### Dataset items
(begin)

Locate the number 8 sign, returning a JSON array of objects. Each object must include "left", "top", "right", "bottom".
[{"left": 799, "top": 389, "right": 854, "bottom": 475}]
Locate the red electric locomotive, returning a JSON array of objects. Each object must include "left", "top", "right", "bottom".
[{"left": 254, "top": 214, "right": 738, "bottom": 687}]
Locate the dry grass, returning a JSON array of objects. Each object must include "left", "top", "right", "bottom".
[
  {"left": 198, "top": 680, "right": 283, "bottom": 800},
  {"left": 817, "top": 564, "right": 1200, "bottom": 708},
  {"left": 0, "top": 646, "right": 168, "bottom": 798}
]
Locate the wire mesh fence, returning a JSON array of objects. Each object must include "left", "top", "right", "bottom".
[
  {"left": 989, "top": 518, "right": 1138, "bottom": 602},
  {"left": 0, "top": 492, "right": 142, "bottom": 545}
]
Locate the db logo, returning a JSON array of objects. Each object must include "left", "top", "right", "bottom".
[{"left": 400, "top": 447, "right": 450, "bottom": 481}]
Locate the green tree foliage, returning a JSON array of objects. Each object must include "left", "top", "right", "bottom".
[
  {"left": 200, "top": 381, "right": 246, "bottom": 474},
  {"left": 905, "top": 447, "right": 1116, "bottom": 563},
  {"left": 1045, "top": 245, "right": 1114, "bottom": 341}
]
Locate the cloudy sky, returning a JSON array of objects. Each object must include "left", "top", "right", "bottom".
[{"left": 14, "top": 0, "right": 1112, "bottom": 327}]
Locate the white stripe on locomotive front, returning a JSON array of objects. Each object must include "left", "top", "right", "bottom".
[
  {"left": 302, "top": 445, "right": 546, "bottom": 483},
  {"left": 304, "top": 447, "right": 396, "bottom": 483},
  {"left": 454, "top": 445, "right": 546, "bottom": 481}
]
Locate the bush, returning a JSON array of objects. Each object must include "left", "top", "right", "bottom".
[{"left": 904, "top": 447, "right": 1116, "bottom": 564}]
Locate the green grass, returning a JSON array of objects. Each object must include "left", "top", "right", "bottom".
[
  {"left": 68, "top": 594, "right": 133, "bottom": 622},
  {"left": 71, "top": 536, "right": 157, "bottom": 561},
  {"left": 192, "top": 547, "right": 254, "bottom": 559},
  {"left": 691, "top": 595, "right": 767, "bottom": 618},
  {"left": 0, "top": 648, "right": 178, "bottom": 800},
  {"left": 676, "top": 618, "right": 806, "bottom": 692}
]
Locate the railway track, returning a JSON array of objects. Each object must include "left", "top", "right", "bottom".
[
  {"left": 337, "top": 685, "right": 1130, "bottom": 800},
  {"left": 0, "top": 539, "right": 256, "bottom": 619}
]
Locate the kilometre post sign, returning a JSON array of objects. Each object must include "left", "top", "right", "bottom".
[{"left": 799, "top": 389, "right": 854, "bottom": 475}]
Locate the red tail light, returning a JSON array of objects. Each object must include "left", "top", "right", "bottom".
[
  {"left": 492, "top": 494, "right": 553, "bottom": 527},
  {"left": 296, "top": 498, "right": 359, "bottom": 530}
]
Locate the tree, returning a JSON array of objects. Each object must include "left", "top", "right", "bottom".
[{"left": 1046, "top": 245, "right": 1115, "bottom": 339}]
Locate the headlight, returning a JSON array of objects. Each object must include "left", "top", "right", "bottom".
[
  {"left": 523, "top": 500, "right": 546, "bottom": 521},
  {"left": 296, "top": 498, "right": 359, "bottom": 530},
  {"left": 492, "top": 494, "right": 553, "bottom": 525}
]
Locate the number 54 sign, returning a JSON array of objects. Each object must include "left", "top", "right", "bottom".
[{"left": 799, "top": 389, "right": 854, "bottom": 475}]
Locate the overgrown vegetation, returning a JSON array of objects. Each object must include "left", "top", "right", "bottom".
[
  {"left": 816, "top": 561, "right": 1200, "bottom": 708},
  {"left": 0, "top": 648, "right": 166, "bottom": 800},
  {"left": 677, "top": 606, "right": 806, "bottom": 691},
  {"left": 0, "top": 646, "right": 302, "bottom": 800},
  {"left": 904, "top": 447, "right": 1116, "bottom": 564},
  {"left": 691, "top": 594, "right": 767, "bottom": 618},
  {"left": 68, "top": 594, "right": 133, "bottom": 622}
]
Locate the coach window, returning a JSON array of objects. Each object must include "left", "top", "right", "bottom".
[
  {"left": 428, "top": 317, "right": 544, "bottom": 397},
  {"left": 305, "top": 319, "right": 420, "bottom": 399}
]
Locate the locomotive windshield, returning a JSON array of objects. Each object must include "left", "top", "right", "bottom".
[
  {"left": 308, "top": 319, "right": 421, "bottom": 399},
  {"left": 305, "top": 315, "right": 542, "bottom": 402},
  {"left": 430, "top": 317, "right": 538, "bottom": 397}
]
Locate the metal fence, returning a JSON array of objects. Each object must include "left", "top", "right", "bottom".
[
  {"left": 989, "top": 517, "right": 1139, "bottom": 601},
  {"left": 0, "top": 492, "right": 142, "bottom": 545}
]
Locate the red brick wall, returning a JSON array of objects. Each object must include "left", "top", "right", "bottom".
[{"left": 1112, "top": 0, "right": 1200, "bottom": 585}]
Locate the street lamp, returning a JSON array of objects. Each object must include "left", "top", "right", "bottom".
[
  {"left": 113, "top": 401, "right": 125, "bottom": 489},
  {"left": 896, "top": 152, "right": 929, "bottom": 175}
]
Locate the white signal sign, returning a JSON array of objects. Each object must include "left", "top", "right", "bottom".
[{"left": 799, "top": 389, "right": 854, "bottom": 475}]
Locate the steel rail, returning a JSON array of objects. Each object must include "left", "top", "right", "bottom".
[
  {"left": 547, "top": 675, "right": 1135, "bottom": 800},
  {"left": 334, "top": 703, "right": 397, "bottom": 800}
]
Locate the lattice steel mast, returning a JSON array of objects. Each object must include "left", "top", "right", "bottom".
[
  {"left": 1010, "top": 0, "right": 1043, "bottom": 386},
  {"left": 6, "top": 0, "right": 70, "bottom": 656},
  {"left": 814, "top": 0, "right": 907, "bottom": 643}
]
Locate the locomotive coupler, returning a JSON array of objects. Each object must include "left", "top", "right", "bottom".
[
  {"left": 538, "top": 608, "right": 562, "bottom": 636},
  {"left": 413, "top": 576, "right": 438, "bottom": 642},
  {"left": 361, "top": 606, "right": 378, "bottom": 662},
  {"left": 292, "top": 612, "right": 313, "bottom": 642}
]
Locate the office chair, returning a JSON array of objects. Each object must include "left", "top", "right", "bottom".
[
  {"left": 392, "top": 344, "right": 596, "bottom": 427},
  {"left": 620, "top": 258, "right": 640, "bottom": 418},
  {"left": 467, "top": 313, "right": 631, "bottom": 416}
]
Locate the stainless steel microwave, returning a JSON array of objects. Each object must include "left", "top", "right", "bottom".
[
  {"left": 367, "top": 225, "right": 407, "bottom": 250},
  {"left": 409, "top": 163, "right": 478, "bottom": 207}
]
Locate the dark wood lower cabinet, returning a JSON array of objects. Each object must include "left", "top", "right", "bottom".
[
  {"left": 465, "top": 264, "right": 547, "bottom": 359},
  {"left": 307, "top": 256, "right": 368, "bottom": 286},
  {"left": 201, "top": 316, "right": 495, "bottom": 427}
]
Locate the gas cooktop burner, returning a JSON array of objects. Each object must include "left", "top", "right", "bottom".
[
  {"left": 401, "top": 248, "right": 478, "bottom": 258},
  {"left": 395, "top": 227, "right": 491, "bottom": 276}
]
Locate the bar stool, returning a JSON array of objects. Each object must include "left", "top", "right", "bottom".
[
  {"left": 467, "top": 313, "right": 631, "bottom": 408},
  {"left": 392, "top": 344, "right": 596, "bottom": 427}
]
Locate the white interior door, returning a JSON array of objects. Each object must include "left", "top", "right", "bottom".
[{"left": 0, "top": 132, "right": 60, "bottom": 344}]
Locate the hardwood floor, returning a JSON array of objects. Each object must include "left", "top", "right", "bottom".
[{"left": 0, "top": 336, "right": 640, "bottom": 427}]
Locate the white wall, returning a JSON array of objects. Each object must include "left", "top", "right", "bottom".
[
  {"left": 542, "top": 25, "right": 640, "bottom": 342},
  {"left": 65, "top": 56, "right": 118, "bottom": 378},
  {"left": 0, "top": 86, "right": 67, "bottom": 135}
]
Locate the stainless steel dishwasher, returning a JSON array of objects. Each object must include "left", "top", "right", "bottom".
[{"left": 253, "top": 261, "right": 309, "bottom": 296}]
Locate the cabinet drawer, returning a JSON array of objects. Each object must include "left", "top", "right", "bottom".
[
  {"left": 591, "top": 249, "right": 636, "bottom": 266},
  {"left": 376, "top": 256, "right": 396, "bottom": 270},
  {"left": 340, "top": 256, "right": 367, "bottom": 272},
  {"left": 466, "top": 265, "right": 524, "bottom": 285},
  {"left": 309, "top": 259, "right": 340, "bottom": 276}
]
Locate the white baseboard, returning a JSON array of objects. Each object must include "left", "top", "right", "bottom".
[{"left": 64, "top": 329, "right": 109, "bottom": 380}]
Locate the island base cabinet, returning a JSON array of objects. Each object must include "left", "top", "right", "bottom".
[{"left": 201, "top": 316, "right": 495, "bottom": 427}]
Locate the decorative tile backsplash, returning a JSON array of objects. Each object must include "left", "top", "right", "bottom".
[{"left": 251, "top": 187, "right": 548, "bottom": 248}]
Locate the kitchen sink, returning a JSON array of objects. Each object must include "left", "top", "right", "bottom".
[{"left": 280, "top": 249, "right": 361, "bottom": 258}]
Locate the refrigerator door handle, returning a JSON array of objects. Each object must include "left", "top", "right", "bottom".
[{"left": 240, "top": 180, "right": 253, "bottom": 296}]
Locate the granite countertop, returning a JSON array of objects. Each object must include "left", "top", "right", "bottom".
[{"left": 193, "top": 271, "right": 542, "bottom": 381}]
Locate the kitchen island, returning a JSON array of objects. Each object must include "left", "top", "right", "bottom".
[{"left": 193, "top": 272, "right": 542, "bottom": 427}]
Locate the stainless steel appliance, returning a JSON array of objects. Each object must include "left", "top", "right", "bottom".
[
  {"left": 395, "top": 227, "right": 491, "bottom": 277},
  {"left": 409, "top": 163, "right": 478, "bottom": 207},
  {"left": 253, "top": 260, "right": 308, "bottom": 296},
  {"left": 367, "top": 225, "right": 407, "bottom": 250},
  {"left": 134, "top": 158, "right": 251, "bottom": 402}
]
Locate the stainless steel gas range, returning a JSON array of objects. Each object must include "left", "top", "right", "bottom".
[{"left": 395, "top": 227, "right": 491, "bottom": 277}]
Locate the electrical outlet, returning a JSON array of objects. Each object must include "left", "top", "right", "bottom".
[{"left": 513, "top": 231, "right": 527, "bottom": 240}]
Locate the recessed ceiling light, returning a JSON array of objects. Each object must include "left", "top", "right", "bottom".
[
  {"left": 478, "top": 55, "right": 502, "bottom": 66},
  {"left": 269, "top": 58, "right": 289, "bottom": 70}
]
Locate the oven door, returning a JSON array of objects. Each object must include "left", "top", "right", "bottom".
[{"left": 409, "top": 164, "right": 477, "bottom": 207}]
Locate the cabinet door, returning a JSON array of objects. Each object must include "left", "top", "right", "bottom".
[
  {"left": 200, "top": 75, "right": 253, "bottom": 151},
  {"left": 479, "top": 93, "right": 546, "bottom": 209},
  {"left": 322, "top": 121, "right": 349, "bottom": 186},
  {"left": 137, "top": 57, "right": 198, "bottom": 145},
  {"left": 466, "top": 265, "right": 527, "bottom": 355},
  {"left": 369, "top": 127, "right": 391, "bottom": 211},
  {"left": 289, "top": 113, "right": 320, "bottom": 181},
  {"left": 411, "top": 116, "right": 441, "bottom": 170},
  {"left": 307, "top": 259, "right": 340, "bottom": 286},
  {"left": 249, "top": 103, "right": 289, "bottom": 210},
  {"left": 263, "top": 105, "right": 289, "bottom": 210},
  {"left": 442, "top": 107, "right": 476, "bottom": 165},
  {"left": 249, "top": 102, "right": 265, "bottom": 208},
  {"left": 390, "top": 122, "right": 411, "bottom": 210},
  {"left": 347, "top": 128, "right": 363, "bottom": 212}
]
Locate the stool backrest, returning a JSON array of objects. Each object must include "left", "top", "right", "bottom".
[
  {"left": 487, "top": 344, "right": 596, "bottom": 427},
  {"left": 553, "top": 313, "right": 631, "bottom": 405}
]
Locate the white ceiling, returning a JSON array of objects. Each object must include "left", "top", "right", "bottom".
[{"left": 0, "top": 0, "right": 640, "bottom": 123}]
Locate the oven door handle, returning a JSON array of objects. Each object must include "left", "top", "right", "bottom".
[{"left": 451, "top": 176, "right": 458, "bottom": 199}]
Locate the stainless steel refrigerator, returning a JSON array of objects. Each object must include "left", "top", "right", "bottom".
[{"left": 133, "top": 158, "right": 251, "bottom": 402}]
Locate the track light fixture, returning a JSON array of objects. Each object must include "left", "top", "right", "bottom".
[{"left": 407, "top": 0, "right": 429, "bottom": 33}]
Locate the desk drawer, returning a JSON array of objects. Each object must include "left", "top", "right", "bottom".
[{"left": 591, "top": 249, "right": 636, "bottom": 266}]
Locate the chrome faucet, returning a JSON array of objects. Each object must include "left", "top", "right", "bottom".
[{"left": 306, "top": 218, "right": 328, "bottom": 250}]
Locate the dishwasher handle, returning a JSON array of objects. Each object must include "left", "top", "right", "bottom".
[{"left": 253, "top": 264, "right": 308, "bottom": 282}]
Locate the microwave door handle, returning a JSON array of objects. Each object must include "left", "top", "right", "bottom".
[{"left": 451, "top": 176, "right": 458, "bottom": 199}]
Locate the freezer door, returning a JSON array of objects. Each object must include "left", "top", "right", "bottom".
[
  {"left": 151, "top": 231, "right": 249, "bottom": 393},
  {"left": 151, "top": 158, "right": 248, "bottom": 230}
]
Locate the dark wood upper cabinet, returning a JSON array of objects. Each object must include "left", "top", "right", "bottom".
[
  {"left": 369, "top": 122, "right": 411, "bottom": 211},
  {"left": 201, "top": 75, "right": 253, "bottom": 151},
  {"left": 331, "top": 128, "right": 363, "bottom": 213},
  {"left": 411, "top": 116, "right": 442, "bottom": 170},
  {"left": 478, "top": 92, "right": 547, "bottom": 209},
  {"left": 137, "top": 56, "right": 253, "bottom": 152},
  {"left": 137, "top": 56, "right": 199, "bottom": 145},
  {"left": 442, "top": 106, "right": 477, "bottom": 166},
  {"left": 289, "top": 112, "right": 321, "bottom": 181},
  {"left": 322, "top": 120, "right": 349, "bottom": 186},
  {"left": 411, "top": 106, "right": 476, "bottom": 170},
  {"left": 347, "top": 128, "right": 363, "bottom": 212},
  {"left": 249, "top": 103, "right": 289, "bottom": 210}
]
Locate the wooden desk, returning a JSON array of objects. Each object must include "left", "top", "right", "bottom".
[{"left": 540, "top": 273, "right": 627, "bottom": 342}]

(end)

### EXERCISE AIM
Identify every line above that contains the word "microwave", and copy each such line in full. Case counts.

### TASK RESULT
Locate the stainless steel microwave, returning a JSON array of objects. Each object must include "left", "top", "right", "bottom".
Locate the microwave door handle, returning a JSON array of objects. Each object must include "left", "top", "right", "bottom".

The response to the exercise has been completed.